* Extracted data
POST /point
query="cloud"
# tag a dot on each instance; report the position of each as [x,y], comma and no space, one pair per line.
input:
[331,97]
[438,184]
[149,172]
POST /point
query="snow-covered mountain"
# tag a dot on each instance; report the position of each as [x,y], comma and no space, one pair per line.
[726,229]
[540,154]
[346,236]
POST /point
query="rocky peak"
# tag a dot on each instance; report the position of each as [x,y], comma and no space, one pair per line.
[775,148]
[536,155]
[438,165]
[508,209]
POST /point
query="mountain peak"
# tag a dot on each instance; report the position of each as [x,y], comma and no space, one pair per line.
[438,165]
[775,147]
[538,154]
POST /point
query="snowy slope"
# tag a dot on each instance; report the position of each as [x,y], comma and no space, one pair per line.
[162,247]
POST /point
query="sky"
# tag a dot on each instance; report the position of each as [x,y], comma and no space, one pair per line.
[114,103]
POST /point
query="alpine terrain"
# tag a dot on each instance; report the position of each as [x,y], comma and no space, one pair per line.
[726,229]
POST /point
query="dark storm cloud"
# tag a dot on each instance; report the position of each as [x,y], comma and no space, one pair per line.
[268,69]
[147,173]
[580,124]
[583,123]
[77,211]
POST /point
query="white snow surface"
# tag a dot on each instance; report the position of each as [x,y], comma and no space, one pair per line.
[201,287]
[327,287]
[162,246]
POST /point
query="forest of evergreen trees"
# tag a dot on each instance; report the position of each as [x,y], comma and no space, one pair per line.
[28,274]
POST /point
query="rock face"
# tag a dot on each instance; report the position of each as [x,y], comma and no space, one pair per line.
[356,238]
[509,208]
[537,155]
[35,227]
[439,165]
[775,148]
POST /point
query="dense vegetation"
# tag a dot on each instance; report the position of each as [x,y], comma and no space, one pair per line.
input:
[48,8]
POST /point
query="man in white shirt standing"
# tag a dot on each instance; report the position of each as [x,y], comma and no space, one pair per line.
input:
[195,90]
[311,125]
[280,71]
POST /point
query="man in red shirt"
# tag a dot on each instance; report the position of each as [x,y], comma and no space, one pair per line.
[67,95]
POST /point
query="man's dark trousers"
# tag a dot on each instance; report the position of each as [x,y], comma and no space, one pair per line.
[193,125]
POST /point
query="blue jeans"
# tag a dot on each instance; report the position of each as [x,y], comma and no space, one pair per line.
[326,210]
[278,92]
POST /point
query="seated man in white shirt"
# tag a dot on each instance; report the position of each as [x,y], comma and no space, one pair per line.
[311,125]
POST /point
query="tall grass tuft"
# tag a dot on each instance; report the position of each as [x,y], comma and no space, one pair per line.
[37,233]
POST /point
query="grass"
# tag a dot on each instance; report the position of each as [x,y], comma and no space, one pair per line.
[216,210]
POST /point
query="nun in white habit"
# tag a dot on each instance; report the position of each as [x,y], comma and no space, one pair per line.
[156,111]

* Short exercise
Make an exact copy of the material above.

* Solution to the problem
POST /point
query="cloud"
# tag a dot on each instance; report the position of each as [x,y], comma and no space, one pair per line.
input:
[331,97]
[438,184]
[149,172]
POST /point
query="snow-covered mountain"
# tag a dot on each instance; report the position of each as [x,y], comma and no space, one pair per line.
[726,229]
[540,154]
[346,236]
POST /point
query="rocky peak"
# tag a dot on each instance; report the position of each as [x,y], comma and no space, one pair per line.
[775,148]
[536,155]
[438,165]
[508,209]
POST /point
query="mountain peak"
# tag a dot on each instance; report the position of each as [x,y], comma and no space, one pair per line.
[438,165]
[775,147]
[538,154]
POST /point
query="snowy slope"
# tag a dot on each instance; report the position of each as [x,y], comma and no space, one pair per line.
[162,247]
POST /point
query="sky"
# tag a dot on each instance; report the position of each as [x,y], comma and no space, one pair per line.
[114,103]
POST /point
query="alpine terrain"
# tag a dot on each instance; report the position of each as [x,y], comma and no space, one pair per line.
[726,229]
POST /point
query="dark storm cloud"
# tag a dot on each instance; report the position of each as [x,y], comma and no space, one pair per line.
[268,69]
[147,173]
[580,124]
[583,123]
[77,211]
POST /point
query="white snow surface"
# tag a dot on each instance; report the position of each as [x,y], comma and no space, one pair per line.
[201,287]
[327,287]
[162,246]
POST /point
query="forest of evergreen trees"
# tag a dot on each instance; report the position of each as [x,y], comma and no space, one pair per line.
[28,274]
POST /point
query="rock face"
# tag a dot on each instance; report the position of each as [x,y], comma and no space, one pair per line.
[356,238]
[509,208]
[537,155]
[35,227]
[439,165]
[775,148]
POST /point
query="dense vegetation"
# tag a dot on each instance; report the position of each as [x,y], comma and no space, one pair per line.
input:
[48,8]
POST /point
query="man in white shirt standing"
# tag a dot on each instance; report the position of each as [x,y], comma and no space, one pair per line.
input:
[195,90]
[311,125]
[280,71]
POST /point
query="man in red shirt"
# tag a dot on each instance; report the position of each as [x,y], comma and no space, one pair per line.
[67,95]
POST /point
query="man's dark trousers"
# tag a dot on each instance; report the position of each as [x,y], comma and no space, one pair per line.
[193,125]
POST /point
query="blue jeans"
# tag a dot on each instance; report the position of each as [x,y], comma and no space, one pair per line.
[326,210]
[278,92]
POST /point
query="seated man in white shirt"
# tag a dot on each instance; report the position of each as [x,y], comma and no space, one pair per line.
[311,125]
POST /point
query="tall grass tuft"
# tag a dot on each instance; report the position of each as [x,y], comma and no space, one pair per line.
[37,233]
POST /point
query="grass"
# tag a dot on each instance; report the position of each as [x,y], comma and no space, one pair per line.
[216,210]
POST /point
query="nun in white habit"
# tag a dot on each instance; report the position of each as [x,y], comma and no space, one pair per line.
[156,111]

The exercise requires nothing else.